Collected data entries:

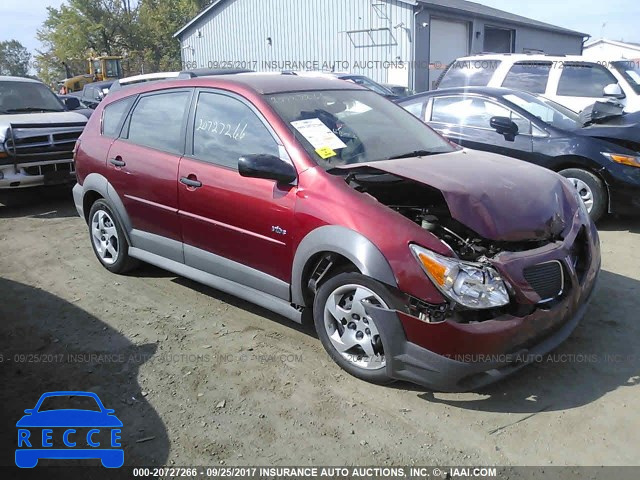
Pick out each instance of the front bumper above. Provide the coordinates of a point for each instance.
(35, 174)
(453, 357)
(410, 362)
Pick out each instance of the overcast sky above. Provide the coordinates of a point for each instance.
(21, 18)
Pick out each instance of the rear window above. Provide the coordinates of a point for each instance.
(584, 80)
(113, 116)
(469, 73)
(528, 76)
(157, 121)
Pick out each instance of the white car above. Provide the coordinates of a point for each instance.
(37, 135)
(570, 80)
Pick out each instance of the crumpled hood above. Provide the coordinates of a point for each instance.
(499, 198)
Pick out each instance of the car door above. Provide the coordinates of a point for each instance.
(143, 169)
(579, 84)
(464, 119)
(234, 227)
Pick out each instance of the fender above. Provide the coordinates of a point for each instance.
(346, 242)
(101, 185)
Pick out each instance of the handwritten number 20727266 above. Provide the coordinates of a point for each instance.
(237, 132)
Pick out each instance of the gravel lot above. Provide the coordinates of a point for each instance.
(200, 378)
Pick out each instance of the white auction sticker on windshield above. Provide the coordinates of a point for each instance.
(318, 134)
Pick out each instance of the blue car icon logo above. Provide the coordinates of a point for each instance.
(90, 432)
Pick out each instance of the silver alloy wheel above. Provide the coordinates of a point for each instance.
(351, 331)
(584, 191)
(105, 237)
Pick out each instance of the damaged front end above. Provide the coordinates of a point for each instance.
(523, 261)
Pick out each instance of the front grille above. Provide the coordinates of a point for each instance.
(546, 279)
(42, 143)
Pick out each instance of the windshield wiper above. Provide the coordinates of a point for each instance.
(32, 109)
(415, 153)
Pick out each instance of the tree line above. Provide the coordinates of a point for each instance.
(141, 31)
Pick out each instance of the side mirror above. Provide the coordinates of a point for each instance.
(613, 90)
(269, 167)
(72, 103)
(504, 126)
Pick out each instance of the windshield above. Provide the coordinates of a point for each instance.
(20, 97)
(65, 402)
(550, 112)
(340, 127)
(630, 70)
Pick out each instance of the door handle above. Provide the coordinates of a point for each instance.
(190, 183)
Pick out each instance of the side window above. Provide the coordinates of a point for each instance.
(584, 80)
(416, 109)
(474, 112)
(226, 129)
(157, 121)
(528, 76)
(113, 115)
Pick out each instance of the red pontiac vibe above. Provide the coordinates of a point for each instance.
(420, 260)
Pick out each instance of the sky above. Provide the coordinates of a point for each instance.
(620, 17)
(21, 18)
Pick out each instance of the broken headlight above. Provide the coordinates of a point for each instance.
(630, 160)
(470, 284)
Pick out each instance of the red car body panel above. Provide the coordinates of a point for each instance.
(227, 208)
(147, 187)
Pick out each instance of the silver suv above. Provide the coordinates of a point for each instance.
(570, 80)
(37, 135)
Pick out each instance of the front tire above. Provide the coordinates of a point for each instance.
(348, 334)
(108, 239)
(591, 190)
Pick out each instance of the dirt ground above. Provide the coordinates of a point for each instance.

## [The problem]
Output all of the data exactly as it stands, minus any images.

## [Response area]
Pick out each instance of the front bumper above. Provide the coordinates of a point for each instance.
(35, 174)
(453, 357)
(410, 362)
Pick out each instance of the overcast sky above. Provide the coordinates of a point for each instance.
(21, 18)
Pick out each instance of the rear window above. Provide the coordinates of a point for each instance.
(584, 80)
(113, 116)
(469, 73)
(528, 76)
(157, 121)
Pick out each instance of the white car above. Provide the coordinates of a point for each instance.
(37, 135)
(570, 80)
Pick out each instance of the crumpled hood above. Provide the coordinates of a point for each instance.
(499, 198)
Pick out each instance of the car door above. Provide the coordinates of a point for each instance.
(143, 169)
(579, 84)
(464, 119)
(234, 227)
Pick out each instance of the fender above. Provide the coordinates of a point for each instance.
(346, 242)
(101, 185)
Pick out each instance of the handwritten number 20727266 above. Provide the coordinates of a point for each instance.
(237, 132)
Pick out each instance of the gravel lot above. Provide the coordinates of a point for each instance.
(200, 378)
Pick out each instance of the white auction sticker on windshield above. Provide the coordinates of a point for each instance.
(318, 134)
Pick out each instance of the blue car icon logo above. Provide the coordinates of a point for each instance.
(90, 432)
Pick out each instance of the silver alloy wheel above. Provide the coordinates of a point for each instance.
(351, 331)
(584, 191)
(105, 237)
Pick out each instance of the damaged front end above. Provide the coordinates of a point for each instance.
(523, 261)
Pick out each instance of the front grille above. Provide the coordinates of a point for each instance.
(546, 279)
(42, 143)
Pick out each instance of the windshield wiper above. Provide the coordinates of a point for each instance.
(32, 109)
(415, 153)
Pick out each instance of the tree line above. Provide the coordinates of a point for each instance.
(141, 31)
Pick out each instance of the side mirror above. Provide the coordinates of a point for each instance.
(613, 90)
(269, 167)
(72, 103)
(504, 126)
Pick out each instance of the windshield above. Provide the coordinates of a point for each instance.
(20, 97)
(65, 402)
(550, 112)
(340, 127)
(630, 70)
Pick out each instance of the door handle above. Provide the coordinates of a point for each instance.
(190, 183)
Pick out each instance of the side window above. Provide the coordinates of a point for each instance.
(584, 80)
(416, 109)
(474, 112)
(226, 129)
(157, 121)
(528, 76)
(113, 115)
Pick out each instance of the red pontiac vibe above. Provide the coordinates of a point for each instance.
(420, 260)
Pick out each instance of the sky above. Provide the coordinates of a point for each instance.
(620, 17)
(21, 18)
Pick out each instance of the broken headlight above. Provide the coordinates of a point for each instance.
(630, 160)
(470, 284)
Pick out each instance of the red car body panel above. Provide the coordinates of a point for each instance.
(227, 208)
(147, 187)
Pick out each instance of the silver suv above. Provide the coordinates of a point for each instance.
(570, 80)
(37, 135)
Pick out each instance of the front tire above. Provide the coordinates of a point for each instance.
(348, 334)
(108, 239)
(591, 190)
Pick out each instance of the dirt ground above. Provide the coordinates of a point for each instance.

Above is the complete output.